▶ [Text to read]:
★ ★ ★ ★

I think coming out is a big part of it. Also, like advertising, when people here something enough times it becomes “normal.” Cities continue to become more diverse around the country as people move around, and I think the more diverse, any diversity, the more tolerance. Religion is waning among some, while it is amped up among others, but my guess is that overall our numbers in America have declined when It comes to religiosity.

Hawaii_Jake's avatar

I think a large part of the reason homosexuality is becoming more acceptable stems directly from the civil rights movement of African Americans in the US in the 1950s and 60s. The gay men and women of that era took the example to heart and began their own campaign to receive equal recognition under the law in areas where it was lacking.

Here’s an abbreviated timeline of some of the advances in the march for equal rights for the LGBTQ community.

A lot must be said for the LGBTQ people who came before me. The ones who came out of the closet made it easier for me to do so. My journey has been a long and difficult one at times, but it’s been made easier by the brave people who fought for all types of civil liberty before me.

★ ★ ★ ★

▶ [Record set]:
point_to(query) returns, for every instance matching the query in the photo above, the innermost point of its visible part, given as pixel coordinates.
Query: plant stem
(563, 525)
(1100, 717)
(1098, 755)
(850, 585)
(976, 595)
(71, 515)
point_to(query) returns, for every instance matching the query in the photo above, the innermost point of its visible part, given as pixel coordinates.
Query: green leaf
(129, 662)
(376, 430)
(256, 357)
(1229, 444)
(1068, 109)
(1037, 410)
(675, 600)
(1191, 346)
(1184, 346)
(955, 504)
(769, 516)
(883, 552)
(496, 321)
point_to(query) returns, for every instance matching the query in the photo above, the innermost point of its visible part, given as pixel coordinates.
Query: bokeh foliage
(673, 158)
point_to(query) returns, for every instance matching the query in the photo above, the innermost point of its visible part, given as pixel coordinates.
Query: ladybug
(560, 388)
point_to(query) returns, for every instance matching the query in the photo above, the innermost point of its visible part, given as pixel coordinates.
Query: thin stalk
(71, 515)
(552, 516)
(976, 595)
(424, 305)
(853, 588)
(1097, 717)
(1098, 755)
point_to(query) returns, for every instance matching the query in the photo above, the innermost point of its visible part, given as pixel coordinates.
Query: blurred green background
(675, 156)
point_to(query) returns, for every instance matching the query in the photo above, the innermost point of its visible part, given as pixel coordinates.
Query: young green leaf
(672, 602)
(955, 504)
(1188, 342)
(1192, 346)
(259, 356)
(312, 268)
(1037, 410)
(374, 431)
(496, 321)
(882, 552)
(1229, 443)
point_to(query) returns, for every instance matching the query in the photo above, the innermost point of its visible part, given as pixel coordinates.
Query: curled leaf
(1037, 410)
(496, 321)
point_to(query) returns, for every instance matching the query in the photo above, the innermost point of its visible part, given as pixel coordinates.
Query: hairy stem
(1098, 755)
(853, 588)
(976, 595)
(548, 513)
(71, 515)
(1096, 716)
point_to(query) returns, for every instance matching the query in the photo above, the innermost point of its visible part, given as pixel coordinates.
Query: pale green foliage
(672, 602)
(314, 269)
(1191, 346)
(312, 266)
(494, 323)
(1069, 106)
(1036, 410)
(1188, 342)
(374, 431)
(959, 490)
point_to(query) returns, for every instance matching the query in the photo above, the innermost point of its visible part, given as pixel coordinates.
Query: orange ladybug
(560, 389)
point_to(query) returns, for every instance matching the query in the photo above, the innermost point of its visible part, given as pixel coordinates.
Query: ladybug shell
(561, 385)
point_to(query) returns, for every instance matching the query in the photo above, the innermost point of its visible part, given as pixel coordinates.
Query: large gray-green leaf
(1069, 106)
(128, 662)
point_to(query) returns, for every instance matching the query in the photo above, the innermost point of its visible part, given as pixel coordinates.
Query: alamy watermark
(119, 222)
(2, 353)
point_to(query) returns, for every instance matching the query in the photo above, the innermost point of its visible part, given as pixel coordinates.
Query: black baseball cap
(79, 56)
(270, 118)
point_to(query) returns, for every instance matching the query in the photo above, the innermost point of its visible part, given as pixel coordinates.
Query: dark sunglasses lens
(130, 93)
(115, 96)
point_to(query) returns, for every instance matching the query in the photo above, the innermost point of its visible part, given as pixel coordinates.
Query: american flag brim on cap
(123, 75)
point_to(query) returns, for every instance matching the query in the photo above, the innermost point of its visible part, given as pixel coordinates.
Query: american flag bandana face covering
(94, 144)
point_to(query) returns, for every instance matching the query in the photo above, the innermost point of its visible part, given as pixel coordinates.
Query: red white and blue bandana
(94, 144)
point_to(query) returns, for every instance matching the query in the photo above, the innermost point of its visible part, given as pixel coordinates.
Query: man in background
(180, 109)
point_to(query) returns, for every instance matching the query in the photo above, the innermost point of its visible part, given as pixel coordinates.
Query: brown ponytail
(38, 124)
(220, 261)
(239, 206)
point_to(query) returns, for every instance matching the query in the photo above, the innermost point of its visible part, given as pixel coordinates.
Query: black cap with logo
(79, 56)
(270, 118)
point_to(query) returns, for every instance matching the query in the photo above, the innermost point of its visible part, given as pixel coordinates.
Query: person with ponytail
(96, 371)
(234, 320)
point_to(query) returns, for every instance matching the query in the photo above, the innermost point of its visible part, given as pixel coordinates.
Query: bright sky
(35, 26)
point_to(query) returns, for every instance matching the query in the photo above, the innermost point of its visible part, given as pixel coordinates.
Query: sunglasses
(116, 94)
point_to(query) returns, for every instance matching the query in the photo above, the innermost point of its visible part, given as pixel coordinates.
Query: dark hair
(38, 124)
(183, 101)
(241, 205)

★ ★ ★ ★

▶ [What to work on]:
- 1) In the text about the growing acceptance of homosexuality, whose civil rights movement did gay men and women of the 1950s and 60s take as their example?
- 2) Write the next few sentences of the text about the growing acceptance of homosexuality, starting after its final sentence.

▶ [Answers in order]:
- 1) The civil rights movement of African Americans in the US.

- 2)
lillycoyote's avatar

I think it’s a lot of things. Real social change can be painfully slow and, I think require different battles, and different kinds of battles, on multiple fronts. You need to legislate, fight court battles, march in the street, dissent, speak out and we even need the screeching voices of in-your-face radicals sometimes, and maybe the hardest but most important battle front: you need to change people’s hearts and minds, change attitudes. Legislating equality and fairness alone is not enough, protests and radicals can alienate people, but are necessary in the process. You have to change hearts and minds and I think that’s where I certainly agree with @JLeslie that coming out has been a big part of it. Over the decades as more and more people have had the courage to identify to their families, friends, coworkers, employers more and publicly more people have come to learn, understand and accept that LGBTQ people are just that, people, not any different than you or I. Still a long ways to go though.

JLeslie's avatar

They also took it out of the DSM as a mental illness in the 70’s I think. Whoever they are.

lillycoyote's avatar

@JLeslie “They” are the American Psychiatric Association, I believe.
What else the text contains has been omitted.